» **Required work**: Reproduce the data in full, exactly as it appears.

» **Dataset excerpts**:

[Start of Attachment]

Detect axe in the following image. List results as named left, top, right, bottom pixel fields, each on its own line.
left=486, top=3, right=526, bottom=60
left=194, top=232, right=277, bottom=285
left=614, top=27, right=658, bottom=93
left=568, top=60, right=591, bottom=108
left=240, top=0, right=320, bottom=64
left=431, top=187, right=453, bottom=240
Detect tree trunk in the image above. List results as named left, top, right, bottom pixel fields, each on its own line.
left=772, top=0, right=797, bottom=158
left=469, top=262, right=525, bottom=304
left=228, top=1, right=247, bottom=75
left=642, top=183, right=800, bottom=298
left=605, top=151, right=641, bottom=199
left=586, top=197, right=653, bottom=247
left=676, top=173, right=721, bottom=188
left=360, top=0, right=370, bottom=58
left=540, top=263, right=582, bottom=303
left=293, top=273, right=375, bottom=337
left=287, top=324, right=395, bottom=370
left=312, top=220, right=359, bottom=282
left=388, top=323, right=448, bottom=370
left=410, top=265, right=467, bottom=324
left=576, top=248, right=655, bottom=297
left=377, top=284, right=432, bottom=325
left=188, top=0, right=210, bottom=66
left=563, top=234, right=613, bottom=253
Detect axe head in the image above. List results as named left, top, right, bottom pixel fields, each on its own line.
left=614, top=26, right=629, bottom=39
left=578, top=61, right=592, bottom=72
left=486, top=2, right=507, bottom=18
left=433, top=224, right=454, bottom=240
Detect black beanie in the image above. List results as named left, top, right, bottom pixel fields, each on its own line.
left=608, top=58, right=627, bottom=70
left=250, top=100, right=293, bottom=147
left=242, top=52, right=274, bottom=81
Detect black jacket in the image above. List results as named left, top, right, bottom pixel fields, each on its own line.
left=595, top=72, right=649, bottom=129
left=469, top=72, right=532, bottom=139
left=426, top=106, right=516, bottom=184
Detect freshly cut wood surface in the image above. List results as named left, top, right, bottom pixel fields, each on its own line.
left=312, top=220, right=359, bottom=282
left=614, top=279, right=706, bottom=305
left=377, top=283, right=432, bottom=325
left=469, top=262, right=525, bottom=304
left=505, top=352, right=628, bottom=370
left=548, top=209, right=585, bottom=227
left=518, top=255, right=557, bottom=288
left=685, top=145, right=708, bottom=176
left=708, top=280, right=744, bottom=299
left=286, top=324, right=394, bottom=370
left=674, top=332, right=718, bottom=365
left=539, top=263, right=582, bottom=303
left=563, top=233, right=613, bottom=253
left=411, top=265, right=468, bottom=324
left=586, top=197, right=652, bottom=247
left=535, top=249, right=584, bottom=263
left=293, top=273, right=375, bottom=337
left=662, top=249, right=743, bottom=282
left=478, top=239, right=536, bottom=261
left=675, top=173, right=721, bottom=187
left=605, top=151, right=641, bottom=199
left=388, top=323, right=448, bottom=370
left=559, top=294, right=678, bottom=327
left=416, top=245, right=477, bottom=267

[End of Attachment]

» **Answer space**:
Detect axe in the following image. List results as named left, top, right, bottom pixel fields, each on its own line.
left=486, top=3, right=526, bottom=60
left=194, top=232, right=277, bottom=285
left=614, top=27, right=658, bottom=93
left=568, top=60, right=591, bottom=108
left=240, top=0, right=320, bottom=64
left=431, top=187, right=453, bottom=240
Detect tree trunk in the image above. List results as named left, top, right, bottom pixel fields, each on its own line.
left=772, top=0, right=797, bottom=158
left=469, top=262, right=525, bottom=304
left=228, top=1, right=247, bottom=75
left=642, top=183, right=800, bottom=298
left=605, top=151, right=641, bottom=199
left=586, top=197, right=653, bottom=247
left=676, top=173, right=721, bottom=188
left=360, top=0, right=370, bottom=58
left=540, top=263, right=582, bottom=303
left=293, top=273, right=375, bottom=337
left=287, top=324, right=395, bottom=370
left=312, top=220, right=359, bottom=282
left=388, top=323, right=448, bottom=370
left=410, top=265, right=467, bottom=324
left=576, top=248, right=655, bottom=297
left=377, top=284, right=432, bottom=325
left=188, top=0, right=210, bottom=66
left=563, top=234, right=613, bottom=253
Detect axe head in the image above. List results as named left, top, right, bottom pixel fields, each on its own line.
left=614, top=26, right=629, bottom=39
left=578, top=61, right=592, bottom=72
left=486, top=2, right=507, bottom=18
left=433, top=224, right=454, bottom=240
Detect black beanie in the image above. List results as named left, top, right, bottom pixel fields, each on its own line.
left=608, top=58, right=627, bottom=70
left=250, top=100, right=293, bottom=147
left=242, top=52, right=274, bottom=81
Detect black jacket in the image above. List results as named left, top, right, bottom pixel fields, each on its own line.
left=595, top=72, right=649, bottom=129
left=469, top=72, right=532, bottom=139
left=426, top=106, right=516, bottom=184
Detect freshly cut wood surface in the image above. List results as named left, top, right, bottom pixel fields, each on its own line.
left=312, top=220, right=359, bottom=282
left=614, top=279, right=706, bottom=305
left=377, top=283, right=432, bottom=325
left=469, top=262, right=525, bottom=304
left=505, top=352, right=628, bottom=370
left=548, top=209, right=585, bottom=227
left=518, top=255, right=557, bottom=288
left=685, top=145, right=708, bottom=176
left=708, top=280, right=744, bottom=299
left=286, top=324, right=394, bottom=370
left=674, top=332, right=718, bottom=365
left=539, top=263, right=582, bottom=303
left=563, top=233, right=613, bottom=253
left=411, top=265, right=468, bottom=324
left=586, top=197, right=652, bottom=247
left=535, top=249, right=584, bottom=263
left=293, top=273, right=375, bottom=337
left=662, top=249, right=743, bottom=282
left=478, top=239, right=536, bottom=261
left=675, top=173, right=721, bottom=187
left=605, top=151, right=641, bottom=199
left=388, top=323, right=448, bottom=370
left=559, top=294, right=678, bottom=327
left=416, top=245, right=477, bottom=267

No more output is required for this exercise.